▶ To be done:
Locate each row below that contains the word "flower" and copy those rows out in full.
--- Start of Supplied records ---
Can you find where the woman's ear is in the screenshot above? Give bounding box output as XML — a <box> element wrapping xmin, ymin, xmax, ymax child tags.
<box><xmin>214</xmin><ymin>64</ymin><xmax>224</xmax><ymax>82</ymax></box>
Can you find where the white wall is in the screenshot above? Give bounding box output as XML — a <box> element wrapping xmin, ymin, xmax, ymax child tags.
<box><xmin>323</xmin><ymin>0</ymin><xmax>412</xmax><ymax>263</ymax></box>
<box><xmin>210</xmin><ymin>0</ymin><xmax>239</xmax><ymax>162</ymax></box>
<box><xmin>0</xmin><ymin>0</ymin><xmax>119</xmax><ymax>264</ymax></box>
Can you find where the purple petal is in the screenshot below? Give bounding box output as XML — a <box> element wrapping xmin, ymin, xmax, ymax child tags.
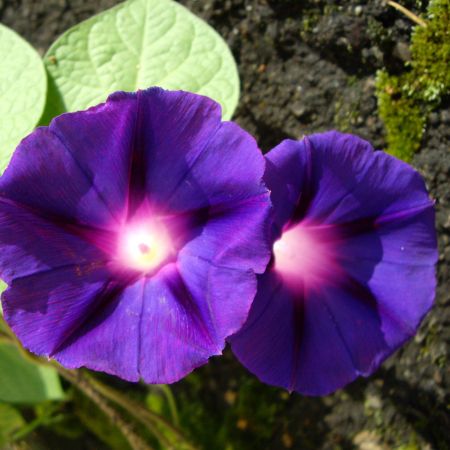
<box><xmin>0</xmin><ymin>198</ymin><xmax>106</xmax><ymax>283</ymax></box>
<box><xmin>0</xmin><ymin>100</ymin><xmax>134</xmax><ymax>228</ymax></box>
<box><xmin>140</xmin><ymin>89</ymin><xmax>266</xmax><ymax>212</ymax></box>
<box><xmin>0</xmin><ymin>88</ymin><xmax>270</xmax><ymax>383</ymax></box>
<box><xmin>2</xmin><ymin>263</ymin><xmax>108</xmax><ymax>356</ymax></box>
<box><xmin>53</xmin><ymin>257</ymin><xmax>256</xmax><ymax>383</ymax></box>
<box><xmin>230</xmin><ymin>132</ymin><xmax>437</xmax><ymax>395</ymax></box>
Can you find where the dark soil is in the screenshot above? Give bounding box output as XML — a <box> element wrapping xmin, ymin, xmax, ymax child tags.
<box><xmin>0</xmin><ymin>0</ymin><xmax>450</xmax><ymax>450</ymax></box>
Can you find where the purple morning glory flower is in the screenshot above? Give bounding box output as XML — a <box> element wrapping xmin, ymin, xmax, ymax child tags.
<box><xmin>230</xmin><ymin>132</ymin><xmax>437</xmax><ymax>395</ymax></box>
<box><xmin>0</xmin><ymin>88</ymin><xmax>270</xmax><ymax>383</ymax></box>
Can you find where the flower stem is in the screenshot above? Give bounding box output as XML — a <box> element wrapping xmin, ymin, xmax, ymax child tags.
<box><xmin>84</xmin><ymin>375</ymin><xmax>197</xmax><ymax>450</ymax></box>
<box><xmin>387</xmin><ymin>0</ymin><xmax>427</xmax><ymax>27</ymax></box>
<box><xmin>53</xmin><ymin>364</ymin><xmax>153</xmax><ymax>450</ymax></box>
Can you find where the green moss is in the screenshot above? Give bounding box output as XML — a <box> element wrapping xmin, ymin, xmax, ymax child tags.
<box><xmin>377</xmin><ymin>71</ymin><xmax>425</xmax><ymax>161</ymax></box>
<box><xmin>377</xmin><ymin>0</ymin><xmax>450</xmax><ymax>161</ymax></box>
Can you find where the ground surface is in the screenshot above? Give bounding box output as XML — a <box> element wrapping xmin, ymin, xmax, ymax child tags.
<box><xmin>0</xmin><ymin>0</ymin><xmax>450</xmax><ymax>450</ymax></box>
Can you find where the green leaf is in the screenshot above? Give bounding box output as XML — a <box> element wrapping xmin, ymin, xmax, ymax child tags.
<box><xmin>0</xmin><ymin>343</ymin><xmax>64</xmax><ymax>403</ymax></box>
<box><xmin>0</xmin><ymin>403</ymin><xmax>25</xmax><ymax>448</ymax></box>
<box><xmin>0</xmin><ymin>24</ymin><xmax>47</xmax><ymax>173</ymax></box>
<box><xmin>44</xmin><ymin>0</ymin><xmax>239</xmax><ymax>120</ymax></box>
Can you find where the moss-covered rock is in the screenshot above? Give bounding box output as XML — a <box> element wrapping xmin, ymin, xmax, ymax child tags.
<box><xmin>377</xmin><ymin>0</ymin><xmax>450</xmax><ymax>161</ymax></box>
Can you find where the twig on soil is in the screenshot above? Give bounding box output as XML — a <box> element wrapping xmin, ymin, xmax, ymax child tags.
<box><xmin>386</xmin><ymin>0</ymin><xmax>427</xmax><ymax>28</ymax></box>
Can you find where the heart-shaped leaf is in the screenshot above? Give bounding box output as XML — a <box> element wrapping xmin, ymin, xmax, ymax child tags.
<box><xmin>0</xmin><ymin>25</ymin><xmax>47</xmax><ymax>173</ymax></box>
<box><xmin>0</xmin><ymin>342</ymin><xmax>64</xmax><ymax>403</ymax></box>
<box><xmin>45</xmin><ymin>0</ymin><xmax>239</xmax><ymax>121</ymax></box>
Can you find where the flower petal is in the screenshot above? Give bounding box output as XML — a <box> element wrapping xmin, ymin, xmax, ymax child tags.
<box><xmin>0</xmin><ymin>118</ymin><xmax>130</xmax><ymax>227</ymax></box>
<box><xmin>49</xmin><ymin>92</ymin><xmax>138</xmax><ymax>221</ymax></box>
<box><xmin>230</xmin><ymin>132</ymin><xmax>437</xmax><ymax>395</ymax></box>
<box><xmin>0</xmin><ymin>198</ymin><xmax>105</xmax><ymax>284</ymax></box>
<box><xmin>182</xmin><ymin>193</ymin><xmax>270</xmax><ymax>273</ymax></box>
<box><xmin>140</xmin><ymin>90</ymin><xmax>266</xmax><ymax>212</ymax></box>
<box><xmin>2</xmin><ymin>263</ymin><xmax>108</xmax><ymax>356</ymax></box>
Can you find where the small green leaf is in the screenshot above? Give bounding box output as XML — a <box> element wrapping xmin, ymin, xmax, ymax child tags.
<box><xmin>0</xmin><ymin>24</ymin><xmax>47</xmax><ymax>173</ymax></box>
<box><xmin>44</xmin><ymin>0</ymin><xmax>239</xmax><ymax>120</ymax></box>
<box><xmin>0</xmin><ymin>343</ymin><xmax>64</xmax><ymax>403</ymax></box>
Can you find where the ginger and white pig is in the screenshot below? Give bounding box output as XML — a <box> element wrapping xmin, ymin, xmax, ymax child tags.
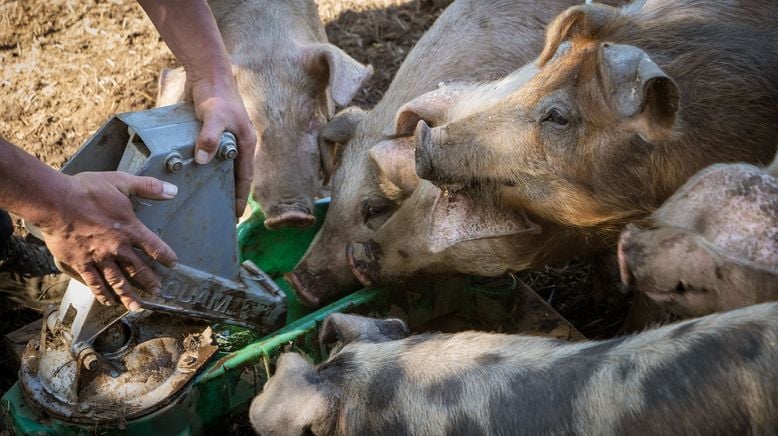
--- End of Supplied records ---
▶ Solution:
Can you find where the purple morning glory flower is in the screenshot above? Give bounding box output as XML — a <box> element wrapping xmin, ymin, xmax, ymax child tags.
Can you find where the flower stem is in the screenshot above? Give bounding box output as XML — a <box> element wrapping xmin, ymin, xmax, ymax child tags.
Can you find where the flower petal is in the screenshot above? Give bounding box output as XML — a <box> element wrapping xmin, ymin, xmax, ymax child tags.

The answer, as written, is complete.